START ITEMS

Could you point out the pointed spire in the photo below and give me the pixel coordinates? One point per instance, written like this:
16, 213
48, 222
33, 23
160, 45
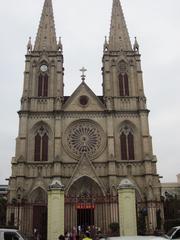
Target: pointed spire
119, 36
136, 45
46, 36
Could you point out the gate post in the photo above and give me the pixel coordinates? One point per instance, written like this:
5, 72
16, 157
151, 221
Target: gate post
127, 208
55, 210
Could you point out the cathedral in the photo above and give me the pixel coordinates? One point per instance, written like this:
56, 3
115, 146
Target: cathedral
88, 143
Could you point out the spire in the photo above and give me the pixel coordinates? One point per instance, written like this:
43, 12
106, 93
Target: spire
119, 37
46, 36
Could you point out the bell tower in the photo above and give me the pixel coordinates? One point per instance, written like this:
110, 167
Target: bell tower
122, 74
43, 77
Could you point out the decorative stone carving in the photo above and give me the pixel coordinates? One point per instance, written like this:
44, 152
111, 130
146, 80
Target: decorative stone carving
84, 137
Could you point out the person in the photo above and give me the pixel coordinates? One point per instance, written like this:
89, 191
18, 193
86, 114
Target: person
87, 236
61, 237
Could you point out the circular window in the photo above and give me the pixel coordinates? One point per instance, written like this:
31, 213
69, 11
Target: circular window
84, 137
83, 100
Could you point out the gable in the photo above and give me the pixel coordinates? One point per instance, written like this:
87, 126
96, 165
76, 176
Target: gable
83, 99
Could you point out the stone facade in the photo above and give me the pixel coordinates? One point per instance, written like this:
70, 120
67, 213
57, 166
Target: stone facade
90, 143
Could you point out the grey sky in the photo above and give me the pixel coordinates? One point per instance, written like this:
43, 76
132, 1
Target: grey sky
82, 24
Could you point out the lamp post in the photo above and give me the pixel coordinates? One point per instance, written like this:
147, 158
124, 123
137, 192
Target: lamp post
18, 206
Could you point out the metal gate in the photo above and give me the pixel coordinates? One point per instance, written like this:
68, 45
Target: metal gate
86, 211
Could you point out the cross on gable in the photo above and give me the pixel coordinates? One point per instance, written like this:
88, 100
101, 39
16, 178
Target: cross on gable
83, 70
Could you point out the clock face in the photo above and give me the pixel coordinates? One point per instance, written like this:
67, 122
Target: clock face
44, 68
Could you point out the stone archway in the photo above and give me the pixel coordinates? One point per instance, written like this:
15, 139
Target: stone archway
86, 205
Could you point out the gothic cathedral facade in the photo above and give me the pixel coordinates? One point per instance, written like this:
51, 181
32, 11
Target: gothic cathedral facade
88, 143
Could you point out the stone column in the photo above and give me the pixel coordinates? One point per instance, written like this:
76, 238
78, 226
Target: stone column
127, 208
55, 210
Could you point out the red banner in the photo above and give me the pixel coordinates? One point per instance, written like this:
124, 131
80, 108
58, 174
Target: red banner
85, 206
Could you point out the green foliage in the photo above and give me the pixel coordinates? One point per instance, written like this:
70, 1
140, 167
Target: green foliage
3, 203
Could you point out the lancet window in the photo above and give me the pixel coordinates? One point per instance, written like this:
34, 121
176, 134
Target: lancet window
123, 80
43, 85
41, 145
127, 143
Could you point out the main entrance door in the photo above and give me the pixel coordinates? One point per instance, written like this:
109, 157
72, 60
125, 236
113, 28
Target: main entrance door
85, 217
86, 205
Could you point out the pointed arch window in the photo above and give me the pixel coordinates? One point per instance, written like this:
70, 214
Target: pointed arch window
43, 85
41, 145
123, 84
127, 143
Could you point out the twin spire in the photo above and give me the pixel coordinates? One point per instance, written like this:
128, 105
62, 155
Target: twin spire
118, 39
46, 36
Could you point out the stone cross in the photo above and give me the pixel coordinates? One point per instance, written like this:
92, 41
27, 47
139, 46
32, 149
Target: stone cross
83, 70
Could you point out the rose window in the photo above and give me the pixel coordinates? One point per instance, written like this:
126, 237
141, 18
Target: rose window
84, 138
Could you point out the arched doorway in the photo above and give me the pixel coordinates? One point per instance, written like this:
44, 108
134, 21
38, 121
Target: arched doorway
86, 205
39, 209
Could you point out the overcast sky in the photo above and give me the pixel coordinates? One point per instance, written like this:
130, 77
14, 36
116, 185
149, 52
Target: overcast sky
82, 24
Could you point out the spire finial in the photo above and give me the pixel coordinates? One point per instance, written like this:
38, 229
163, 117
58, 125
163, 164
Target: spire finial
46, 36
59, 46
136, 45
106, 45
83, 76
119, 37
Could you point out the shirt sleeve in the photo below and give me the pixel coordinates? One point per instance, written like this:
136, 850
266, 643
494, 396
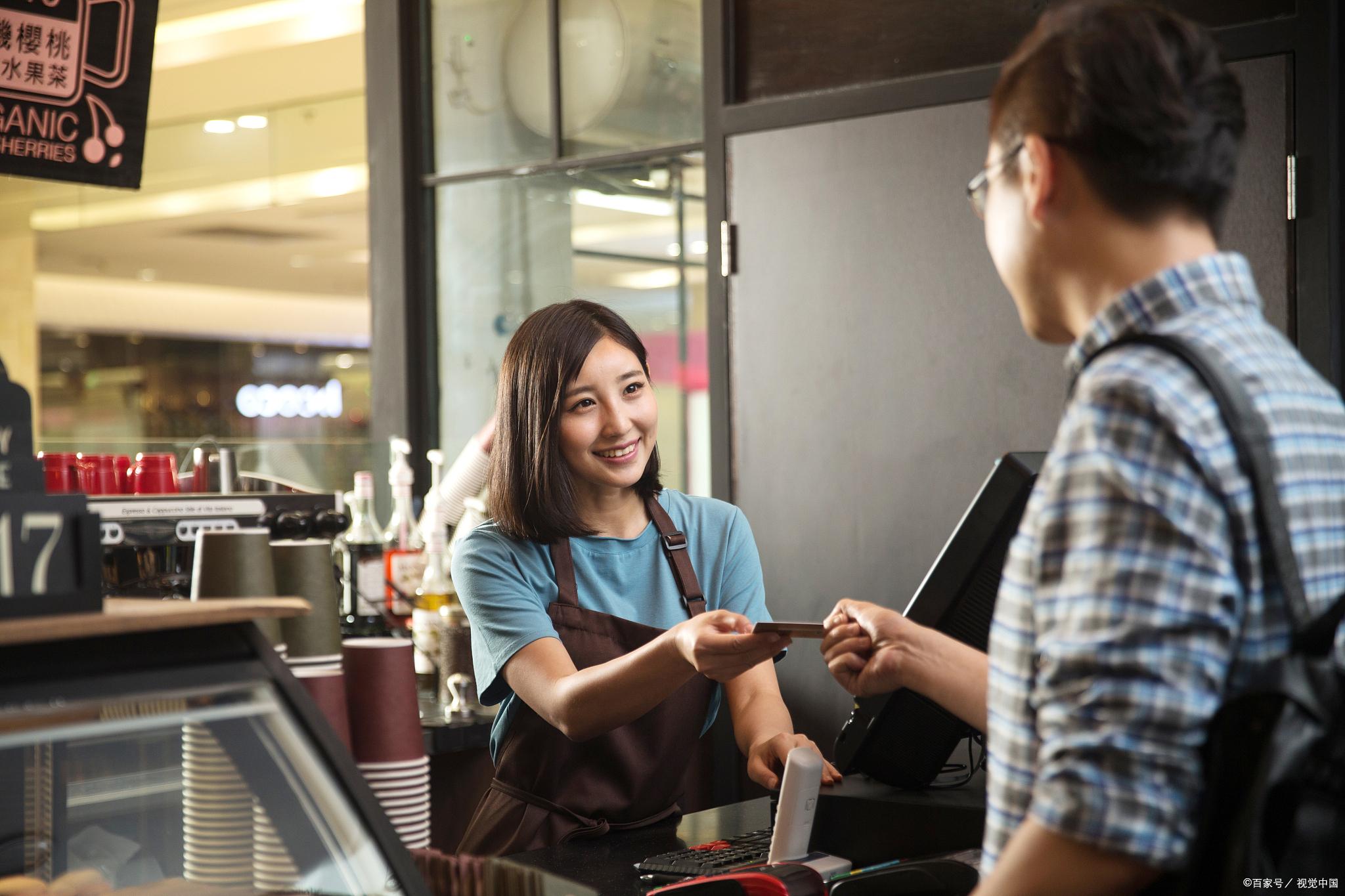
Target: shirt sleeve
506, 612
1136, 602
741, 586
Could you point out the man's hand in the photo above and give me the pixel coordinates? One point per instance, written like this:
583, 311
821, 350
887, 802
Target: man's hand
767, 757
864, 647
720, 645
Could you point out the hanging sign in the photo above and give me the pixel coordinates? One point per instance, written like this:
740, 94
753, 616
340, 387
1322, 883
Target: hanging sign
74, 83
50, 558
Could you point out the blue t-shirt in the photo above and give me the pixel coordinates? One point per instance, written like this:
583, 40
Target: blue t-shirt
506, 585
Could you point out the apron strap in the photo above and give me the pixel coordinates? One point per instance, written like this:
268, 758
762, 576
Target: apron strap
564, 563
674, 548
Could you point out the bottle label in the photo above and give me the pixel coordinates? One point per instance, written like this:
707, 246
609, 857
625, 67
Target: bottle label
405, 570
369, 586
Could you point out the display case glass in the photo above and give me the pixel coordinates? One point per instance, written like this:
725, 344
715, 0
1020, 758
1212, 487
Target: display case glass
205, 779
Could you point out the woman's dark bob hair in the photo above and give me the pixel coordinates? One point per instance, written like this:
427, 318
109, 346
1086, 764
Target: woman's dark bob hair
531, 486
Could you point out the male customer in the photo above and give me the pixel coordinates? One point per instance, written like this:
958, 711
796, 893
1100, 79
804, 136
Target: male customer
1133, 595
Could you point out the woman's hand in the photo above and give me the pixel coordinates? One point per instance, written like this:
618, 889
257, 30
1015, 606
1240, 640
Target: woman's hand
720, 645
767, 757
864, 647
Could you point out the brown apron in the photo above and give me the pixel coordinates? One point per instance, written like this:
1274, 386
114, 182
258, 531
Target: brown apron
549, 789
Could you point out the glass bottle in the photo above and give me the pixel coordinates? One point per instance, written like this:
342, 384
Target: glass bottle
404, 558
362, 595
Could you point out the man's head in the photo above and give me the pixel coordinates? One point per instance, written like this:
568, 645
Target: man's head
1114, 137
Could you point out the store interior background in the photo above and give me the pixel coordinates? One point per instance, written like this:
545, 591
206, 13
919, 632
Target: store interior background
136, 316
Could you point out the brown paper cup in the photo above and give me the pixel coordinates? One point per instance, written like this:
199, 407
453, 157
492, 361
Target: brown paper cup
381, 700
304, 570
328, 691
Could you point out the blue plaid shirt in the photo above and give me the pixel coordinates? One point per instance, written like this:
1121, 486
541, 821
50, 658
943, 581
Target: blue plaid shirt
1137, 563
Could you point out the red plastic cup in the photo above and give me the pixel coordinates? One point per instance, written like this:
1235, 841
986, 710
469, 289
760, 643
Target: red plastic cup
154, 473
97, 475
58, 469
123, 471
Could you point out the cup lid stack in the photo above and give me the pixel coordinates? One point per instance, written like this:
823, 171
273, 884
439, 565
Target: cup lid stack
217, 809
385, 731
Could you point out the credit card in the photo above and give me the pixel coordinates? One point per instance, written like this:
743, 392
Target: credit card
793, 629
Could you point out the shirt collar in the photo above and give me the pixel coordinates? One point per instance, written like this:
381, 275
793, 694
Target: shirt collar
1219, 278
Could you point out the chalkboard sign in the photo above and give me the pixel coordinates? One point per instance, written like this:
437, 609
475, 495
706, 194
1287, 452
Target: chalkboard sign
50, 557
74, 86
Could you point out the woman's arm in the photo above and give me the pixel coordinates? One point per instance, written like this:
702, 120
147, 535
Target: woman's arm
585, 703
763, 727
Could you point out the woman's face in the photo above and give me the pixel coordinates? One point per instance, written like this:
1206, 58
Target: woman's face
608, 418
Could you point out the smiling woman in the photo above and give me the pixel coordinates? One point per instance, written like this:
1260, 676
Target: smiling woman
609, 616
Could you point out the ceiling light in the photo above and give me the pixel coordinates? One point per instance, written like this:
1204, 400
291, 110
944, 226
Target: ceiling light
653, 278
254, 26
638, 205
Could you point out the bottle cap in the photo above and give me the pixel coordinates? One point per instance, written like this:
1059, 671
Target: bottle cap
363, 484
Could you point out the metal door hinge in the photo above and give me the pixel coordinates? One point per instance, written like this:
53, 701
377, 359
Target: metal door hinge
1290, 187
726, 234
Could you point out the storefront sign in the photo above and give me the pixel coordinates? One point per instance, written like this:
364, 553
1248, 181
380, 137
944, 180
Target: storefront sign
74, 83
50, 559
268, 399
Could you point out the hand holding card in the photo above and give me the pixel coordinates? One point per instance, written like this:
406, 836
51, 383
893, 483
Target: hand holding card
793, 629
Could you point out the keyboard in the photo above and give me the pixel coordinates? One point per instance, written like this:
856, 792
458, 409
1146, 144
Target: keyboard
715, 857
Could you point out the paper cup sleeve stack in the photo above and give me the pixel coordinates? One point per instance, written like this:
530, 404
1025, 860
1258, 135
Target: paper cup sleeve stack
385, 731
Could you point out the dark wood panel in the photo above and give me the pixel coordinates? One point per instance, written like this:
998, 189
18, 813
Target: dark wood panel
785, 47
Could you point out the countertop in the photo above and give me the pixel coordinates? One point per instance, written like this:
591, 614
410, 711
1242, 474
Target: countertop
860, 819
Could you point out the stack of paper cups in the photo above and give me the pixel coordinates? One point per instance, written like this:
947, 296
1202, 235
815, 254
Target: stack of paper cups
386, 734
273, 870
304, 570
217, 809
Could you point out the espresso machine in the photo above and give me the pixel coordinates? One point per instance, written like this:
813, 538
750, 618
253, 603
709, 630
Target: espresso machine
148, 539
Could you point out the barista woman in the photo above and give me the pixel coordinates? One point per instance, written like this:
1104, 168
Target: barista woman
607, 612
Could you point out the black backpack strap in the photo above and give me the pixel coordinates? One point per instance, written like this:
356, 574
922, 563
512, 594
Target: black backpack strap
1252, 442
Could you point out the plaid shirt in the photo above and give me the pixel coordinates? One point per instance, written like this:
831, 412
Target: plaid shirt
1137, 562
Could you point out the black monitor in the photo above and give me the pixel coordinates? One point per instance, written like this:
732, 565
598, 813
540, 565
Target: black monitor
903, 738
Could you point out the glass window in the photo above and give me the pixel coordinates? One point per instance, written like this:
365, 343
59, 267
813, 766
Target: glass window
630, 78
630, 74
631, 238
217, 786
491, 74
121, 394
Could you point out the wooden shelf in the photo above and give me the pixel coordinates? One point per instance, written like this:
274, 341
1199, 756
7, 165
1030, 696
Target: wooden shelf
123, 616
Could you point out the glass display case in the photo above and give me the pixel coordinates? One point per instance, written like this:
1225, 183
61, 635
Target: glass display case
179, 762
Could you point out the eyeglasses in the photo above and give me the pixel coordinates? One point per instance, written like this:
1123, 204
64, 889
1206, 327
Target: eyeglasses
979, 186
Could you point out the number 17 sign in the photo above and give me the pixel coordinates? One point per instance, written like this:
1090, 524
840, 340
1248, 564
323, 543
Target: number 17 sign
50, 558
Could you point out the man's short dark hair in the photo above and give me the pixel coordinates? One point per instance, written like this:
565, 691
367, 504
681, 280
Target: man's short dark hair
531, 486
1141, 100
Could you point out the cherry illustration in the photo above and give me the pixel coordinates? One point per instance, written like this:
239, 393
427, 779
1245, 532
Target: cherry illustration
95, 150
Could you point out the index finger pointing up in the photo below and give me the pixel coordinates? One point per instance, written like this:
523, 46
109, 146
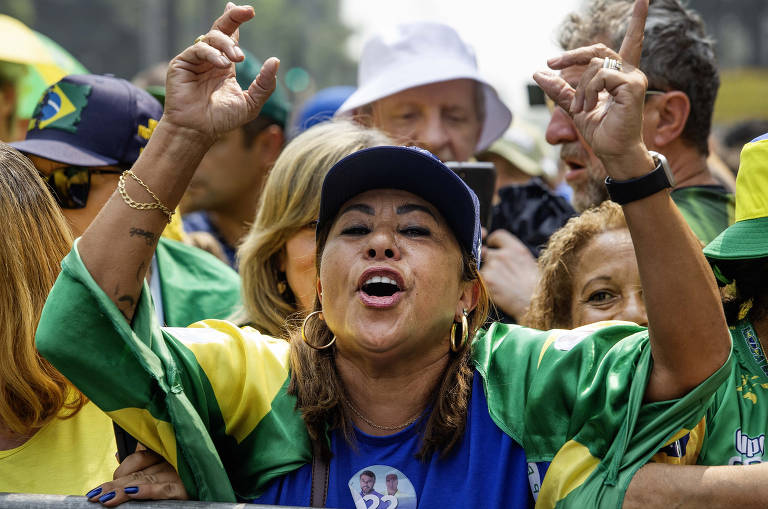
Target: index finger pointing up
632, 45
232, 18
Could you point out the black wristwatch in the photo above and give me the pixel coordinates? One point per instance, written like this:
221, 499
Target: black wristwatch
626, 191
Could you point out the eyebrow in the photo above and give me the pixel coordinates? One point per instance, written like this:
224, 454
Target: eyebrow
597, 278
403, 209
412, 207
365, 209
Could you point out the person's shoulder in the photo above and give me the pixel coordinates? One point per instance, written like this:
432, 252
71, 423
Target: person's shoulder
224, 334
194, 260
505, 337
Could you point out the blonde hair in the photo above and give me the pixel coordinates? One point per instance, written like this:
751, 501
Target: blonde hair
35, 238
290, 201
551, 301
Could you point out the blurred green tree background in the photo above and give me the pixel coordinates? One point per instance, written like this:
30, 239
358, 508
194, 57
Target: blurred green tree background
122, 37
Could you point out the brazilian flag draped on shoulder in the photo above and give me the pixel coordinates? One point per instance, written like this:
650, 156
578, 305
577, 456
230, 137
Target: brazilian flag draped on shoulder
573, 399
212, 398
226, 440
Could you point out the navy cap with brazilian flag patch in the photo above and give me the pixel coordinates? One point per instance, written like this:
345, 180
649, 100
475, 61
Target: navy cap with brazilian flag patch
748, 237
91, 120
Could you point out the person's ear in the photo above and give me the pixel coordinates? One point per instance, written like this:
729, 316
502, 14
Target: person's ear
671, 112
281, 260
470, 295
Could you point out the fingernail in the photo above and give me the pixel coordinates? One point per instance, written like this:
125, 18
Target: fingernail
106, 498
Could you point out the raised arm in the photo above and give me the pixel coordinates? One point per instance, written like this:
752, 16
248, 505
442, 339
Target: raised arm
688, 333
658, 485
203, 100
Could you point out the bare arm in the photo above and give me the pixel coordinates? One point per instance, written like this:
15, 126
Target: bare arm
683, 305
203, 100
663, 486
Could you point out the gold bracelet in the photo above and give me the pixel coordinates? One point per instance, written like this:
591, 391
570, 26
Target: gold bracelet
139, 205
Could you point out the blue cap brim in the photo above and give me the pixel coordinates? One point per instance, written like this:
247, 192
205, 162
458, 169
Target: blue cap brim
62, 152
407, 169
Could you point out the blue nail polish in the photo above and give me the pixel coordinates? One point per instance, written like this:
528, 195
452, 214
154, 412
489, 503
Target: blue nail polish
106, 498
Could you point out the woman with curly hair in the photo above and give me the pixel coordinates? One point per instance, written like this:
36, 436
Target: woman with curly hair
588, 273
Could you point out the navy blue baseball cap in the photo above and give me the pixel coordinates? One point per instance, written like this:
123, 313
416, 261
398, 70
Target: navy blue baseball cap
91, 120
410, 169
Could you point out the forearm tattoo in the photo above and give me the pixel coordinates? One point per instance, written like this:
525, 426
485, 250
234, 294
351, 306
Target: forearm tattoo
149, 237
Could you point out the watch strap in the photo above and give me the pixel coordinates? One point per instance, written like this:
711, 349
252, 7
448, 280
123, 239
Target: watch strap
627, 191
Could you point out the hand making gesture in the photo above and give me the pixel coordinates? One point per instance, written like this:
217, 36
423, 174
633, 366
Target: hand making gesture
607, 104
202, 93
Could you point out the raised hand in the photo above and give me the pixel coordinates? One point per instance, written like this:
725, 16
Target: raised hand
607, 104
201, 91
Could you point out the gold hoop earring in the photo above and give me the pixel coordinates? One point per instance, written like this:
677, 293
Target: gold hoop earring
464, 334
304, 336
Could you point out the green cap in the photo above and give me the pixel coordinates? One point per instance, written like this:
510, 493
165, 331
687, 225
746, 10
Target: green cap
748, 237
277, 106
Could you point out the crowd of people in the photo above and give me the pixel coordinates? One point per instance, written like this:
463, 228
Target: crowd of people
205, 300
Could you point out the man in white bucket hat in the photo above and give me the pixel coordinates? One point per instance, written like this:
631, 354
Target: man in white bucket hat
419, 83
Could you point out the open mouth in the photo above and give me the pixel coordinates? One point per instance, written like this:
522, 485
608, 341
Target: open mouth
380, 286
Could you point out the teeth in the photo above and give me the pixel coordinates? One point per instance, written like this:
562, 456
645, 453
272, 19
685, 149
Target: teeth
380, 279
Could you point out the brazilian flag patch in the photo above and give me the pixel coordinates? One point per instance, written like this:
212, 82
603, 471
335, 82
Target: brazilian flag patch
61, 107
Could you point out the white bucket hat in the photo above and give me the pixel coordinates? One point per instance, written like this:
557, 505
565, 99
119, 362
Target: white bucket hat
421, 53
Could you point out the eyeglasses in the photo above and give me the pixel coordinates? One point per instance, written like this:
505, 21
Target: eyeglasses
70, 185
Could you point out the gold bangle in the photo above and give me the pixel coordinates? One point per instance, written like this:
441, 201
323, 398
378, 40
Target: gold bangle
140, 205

END ITEMS

◆ **GOAL**:
Reproduce the rows above verbatim, starting at the line that contains "Could you point out the man in" and stopping after the last line of the rows.

◆ **ANSWER**:
Could you point out the man in white bucket hat in the photo above and give me the pixel coordinates? One point per instance, written like this:
631, 354
Target: man in white bucket hat
419, 83
Could you point out the open mouth in the photo above and give me the pixel coordinates? One point per instance, written like this:
522, 485
608, 341
Target: open mouth
380, 286
Could you point out the teeth in the photo above and give me the pixel coordinates? One point per instance, written like this:
562, 456
645, 453
272, 19
685, 149
Target: teeth
380, 279
Could you point out the brazilian flag patch in the photo above and give me the pixel coordinates? One point per instance, written like this:
212, 82
603, 471
335, 82
Target: brazilian flag patch
61, 107
Could you point out the white bucket hat in the photo above and give me the pixel coordinates? One point per instance, written like this:
557, 505
565, 99
119, 362
Target: white bucket hat
421, 53
Could you point out the eyeglasses in the photo above and give me the pixel coordinates? One point per instance, written like this:
505, 21
Target: eyeglasses
70, 185
Could you point out the gold bangle in the photo above and give me the pixel coordinates? One point per instance, written like this:
441, 201
323, 398
378, 40
Target: gold bangle
140, 205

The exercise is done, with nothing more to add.